PROVIDED PASSAGE section start
University of Arizona launches program to work with tribes on sustainability

Karletta Chief, an associate professor at University of Arizona, pounds a soil sample tube into the Hogback irrigation canal near Waterflow, New Mexico, on the Navajo Nation in 2017. Soil sampling is done to measure arsenic and lead in the sediment to better understand the impact of the Gold King Mine Spill of 2015 on the Navajo Nation. (Photo courtesy of Karletta Chief via UofA)

Karletta Chief, an associate professor at University of Arizona, pounds a soil sample tube into the Hogback irrigation canal near Waterflow, New Mexico, on the Navajo Nation in 2017. Soil sampling is done to measure arsenic and lead in the sediment to better understand the impact of the Gold King Mine Spill of 2015 on the Navajo Nation. (Photo courtesy of Karletta Chief via UofA)

The University of Arizona (UofA) has launched the Indigenous Resilience Center, a new initiative to support national and international Indigenous communities’ abilities to respond to environmental challenges such as climate change, droughts, flooding and pandemics.

“Arizona’s location — home to 22 federally recognized tribes — and the University of Arizona’s phenomenal strengths in climate resilience and water-related STEM research make us uniquely positioned to lead in this area and to effectively confront the many resilience challenges facing our region and our world,” Interim Director of the Arizona Institutes for Resilience James Buizer said in a recent press release.

Under the umbrella of the Arizona Institute for Resilience, the center will be led by professor of environmental science Karletta Chief, a first generation college graduate originally from Black Mesa, Arizona.

“My identity as a Diné woman drives me and the work that I do as an environmental scientist,” Chief said. “As a young child the grandmothers have always directed the children to gain knowledge and pursue education but to come back and use that knowledge to build a community up. I feel that I am going through that directive, as a scientist who is educated but also with a desire and passion to come back and to help tribal communities.”

The center’s first two priorities are to consult with tribes across the state and nation to learn what their environmental priorities are and build upon the University of Arizona’s existing projects with Indigenous people.

One project that Chief cited expanding is The Indigenous Food, Energy & Water Security and Sovereignty program UofA is using to develop off-grid water treatment systems that are solar powered.

“It can remove heavy metals such as arsenic, uranium and lead that are present in waters that the Hopi and Navajo people drink from,” Chief said. “We have been working with Diné College for four years now and we’ve been training the tribal college students how to operate and maintain the systems.”

UA will then recruit several new faculty alongside a new program director according to Chief. One of the objectives of the new center is to blend Indigenous knowledge with traditional STEM, the UA’s Native FEWS (Food, Energy, Water Systems) Alliance was touted by Chief as another example of programming to build upon.

The University of California at Berkeley, University of Arizona and American Indian Higher Education Consortium entered into a partnership and was awarded $7 million by the National Science Foundation for the next several years to recruit and retain more Native American students to pursue their education and careers in food, energy and water.

This type of programming is currently being implemented at Diné College in a partnership with the UA. Each year, two seniors are brought on as research assistants while six Diné College juniors undergo a 10-week internship learning water management and treatment.

“We want to make STEM education relevant for Native American students as they’re pursuing their degrees,” Chief said. “It’s really acknowledging and valuing their community knowledge but also making it place-based, So that they can more clearly see how that knowledge can be applied in their own communities.”

For Chief this community based approach goes to the root of Indigenous peoples’ approach to understanding the word.

“Every tribal nation has their own problem solving approach and that in itself is a scientific inquiry as coined by Western science,” Chief said. “But the approach is really rooted within the community, their cultural values, their community values, their beliefs … and it’s based on 1,000s of years of observation.”
PROVIDED PASSAGE section end
DATA EXTRACT section start
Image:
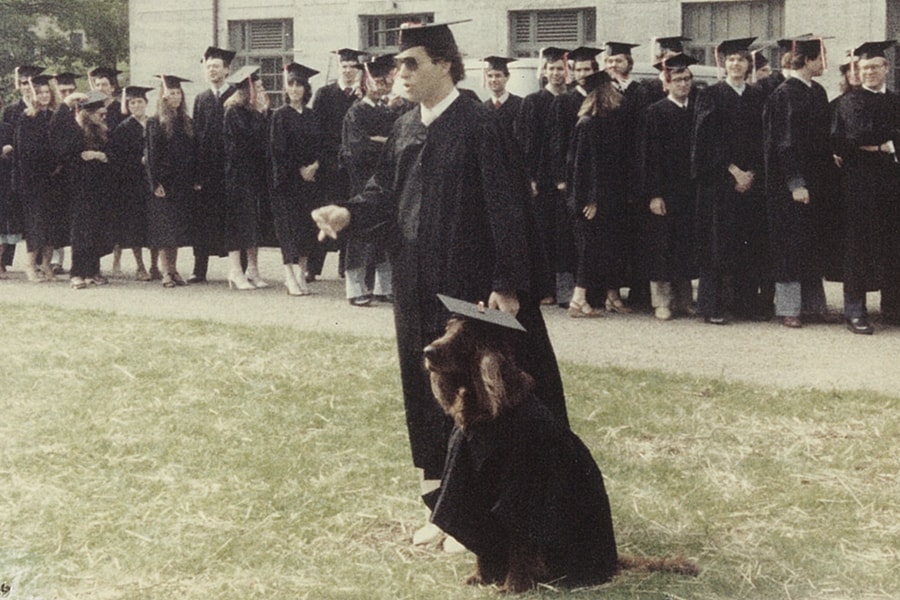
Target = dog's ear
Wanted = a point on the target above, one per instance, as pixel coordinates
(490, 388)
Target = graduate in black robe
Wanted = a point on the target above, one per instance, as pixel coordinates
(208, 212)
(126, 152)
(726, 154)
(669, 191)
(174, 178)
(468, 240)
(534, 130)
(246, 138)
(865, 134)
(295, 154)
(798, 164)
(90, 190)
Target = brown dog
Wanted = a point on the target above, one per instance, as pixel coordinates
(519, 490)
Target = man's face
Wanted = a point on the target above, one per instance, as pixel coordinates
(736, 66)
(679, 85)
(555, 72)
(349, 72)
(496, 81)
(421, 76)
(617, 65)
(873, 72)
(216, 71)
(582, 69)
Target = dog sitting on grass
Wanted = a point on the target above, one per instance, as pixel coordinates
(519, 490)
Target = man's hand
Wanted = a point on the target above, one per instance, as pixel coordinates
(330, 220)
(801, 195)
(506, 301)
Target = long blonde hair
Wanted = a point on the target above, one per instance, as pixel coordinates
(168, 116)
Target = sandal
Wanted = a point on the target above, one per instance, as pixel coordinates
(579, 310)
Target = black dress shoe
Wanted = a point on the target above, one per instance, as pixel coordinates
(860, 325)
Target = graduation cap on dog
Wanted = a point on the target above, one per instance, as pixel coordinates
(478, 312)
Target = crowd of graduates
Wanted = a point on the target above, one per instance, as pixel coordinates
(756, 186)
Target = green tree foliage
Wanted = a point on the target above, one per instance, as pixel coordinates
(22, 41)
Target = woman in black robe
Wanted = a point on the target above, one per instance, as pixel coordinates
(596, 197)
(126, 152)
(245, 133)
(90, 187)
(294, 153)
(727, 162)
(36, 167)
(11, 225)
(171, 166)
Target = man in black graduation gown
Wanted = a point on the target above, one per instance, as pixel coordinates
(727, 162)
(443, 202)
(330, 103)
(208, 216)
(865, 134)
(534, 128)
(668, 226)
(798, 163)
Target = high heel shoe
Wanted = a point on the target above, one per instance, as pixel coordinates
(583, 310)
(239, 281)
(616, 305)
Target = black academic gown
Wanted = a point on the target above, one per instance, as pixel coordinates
DATA EXTRACT section end
DATA EXTRACT section start
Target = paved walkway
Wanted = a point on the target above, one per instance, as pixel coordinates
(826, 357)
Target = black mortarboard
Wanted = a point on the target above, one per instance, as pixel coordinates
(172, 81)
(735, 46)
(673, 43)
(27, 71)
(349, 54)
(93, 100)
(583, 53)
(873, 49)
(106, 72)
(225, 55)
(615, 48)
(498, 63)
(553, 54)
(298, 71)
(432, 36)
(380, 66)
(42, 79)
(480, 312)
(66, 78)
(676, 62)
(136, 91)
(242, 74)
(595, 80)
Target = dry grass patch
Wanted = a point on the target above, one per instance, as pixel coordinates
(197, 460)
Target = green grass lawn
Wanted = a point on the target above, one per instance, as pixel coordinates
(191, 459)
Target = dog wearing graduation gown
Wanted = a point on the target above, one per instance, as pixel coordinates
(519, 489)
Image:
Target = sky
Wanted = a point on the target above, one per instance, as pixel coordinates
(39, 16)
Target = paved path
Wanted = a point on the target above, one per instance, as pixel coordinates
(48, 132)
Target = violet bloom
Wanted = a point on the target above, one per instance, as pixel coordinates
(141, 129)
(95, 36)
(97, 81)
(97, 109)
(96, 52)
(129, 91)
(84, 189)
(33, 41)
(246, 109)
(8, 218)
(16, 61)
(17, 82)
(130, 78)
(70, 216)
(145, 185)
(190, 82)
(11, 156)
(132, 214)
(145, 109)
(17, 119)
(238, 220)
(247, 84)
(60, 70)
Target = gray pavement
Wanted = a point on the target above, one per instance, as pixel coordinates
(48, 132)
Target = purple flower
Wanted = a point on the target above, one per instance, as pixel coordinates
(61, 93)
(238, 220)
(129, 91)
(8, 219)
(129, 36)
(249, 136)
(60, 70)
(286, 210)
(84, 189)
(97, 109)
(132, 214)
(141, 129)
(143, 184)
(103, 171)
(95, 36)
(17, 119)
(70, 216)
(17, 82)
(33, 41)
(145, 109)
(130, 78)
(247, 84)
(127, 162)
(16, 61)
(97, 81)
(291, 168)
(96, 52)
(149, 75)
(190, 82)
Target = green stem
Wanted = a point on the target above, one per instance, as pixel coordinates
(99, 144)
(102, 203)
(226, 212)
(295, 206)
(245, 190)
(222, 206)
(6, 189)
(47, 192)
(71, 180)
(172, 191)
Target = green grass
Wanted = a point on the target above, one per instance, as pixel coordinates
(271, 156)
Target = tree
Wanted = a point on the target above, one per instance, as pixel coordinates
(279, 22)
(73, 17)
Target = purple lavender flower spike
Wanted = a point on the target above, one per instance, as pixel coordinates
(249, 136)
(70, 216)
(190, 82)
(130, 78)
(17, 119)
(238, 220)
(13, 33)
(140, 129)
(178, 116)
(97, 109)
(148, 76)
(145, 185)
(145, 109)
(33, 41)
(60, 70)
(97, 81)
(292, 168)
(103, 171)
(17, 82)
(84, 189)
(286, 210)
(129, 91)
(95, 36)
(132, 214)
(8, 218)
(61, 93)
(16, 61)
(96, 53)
DATA EXTRACT section end
Rewrite the University of Arizona article from "The University of Arizona (UofA)" up to and including "flooding and pandemics.", changing "Indigenous Resilience Center" to "Center for Indigenous Resilience".

_RESULT BELOW:_
The University of Arizona (UofA) has launched the Center for Indigenous Resilience, a new initiative to support national and international Indigenous communities’ abilities to respond to environmental challenges such as climate change, droughts, flooding and pandemics.